▸ Texto seleccionado:
☆ ☆ ☆

Aunque no sea nacido allí, me siento uno más de allí. Y es que el municipio leonés de Toral de los Guzmanes se ha convertido por méritos propios en mi pueblo de adopción. Me gusta perderme por sus calles, encontrarme con sus vecinos, reencontrarme con sus puntos de interés... Degustar la repostería de las monjitas jerónimas de su monasterio, regustar una comida en sus restaurantes. De entre estos, ese que se ubica en su Palacio, pieza singular de la arquitectura tapial, construido en el siglo XIII; allá donde pernoctaron los Reyes Católicos y cuya ala oeste alberga actualmente una de las joyas de nuestra corona: el Museo del Botijo.
Con varios miles de piezas, este edificio reúne la mayor colección de botijos del mundo, figurando por ello desde el año 1997 en el Libro Guiness de los Récords. No en vano, constituye uno de los mejores reclamos turísticos de la zona, habiéndolo visitado en distintas ocasiones -una vez, entre amigos, llegué incluso a ser el guía que lo explicaba- y dando fe en primera persona de su valor. Sin duda, de lo más recomendable.

☆ ☆ ☆

▸ Datos de la fuente:
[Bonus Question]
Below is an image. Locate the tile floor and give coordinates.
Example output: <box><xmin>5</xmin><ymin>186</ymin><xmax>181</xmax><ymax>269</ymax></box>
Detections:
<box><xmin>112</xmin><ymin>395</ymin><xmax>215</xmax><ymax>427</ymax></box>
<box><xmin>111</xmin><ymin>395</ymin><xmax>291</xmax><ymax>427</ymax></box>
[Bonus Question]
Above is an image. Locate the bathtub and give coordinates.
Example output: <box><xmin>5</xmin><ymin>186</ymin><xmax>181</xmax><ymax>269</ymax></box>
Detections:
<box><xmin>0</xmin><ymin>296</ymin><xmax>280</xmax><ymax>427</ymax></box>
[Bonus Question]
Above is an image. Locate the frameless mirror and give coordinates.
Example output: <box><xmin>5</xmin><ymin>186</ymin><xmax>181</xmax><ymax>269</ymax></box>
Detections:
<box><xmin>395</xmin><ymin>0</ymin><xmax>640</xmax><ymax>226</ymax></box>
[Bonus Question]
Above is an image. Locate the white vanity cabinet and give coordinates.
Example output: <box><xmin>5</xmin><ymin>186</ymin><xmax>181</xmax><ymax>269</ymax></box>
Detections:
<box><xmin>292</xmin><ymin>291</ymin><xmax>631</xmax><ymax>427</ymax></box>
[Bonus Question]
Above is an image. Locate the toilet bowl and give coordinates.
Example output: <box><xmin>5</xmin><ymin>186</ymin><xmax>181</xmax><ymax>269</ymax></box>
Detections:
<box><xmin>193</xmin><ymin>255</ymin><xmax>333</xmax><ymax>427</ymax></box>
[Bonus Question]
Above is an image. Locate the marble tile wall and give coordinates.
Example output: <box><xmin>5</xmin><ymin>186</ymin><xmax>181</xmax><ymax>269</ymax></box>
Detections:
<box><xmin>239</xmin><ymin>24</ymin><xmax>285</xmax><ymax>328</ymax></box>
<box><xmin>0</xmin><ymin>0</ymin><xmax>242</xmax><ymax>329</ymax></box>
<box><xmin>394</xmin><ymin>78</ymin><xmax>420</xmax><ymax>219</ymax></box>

☆ ☆ ☆

▸ Enunciado del ejercicio:
Contesta a partir del texto sobre Toral de los Guzmanes:
(a) ¿En qué siglo se construyó el Palacio?
(b) ¿Qué ala del Palacio alberga el Museo del Botijo?
(c) ¿Desde qué año figura el museo en el Libro Guiness de los Récords?

▸ Solución del ejercicio:
(a) En el siglo XIII.
(b) El ala oeste.
(c) Desde 1997.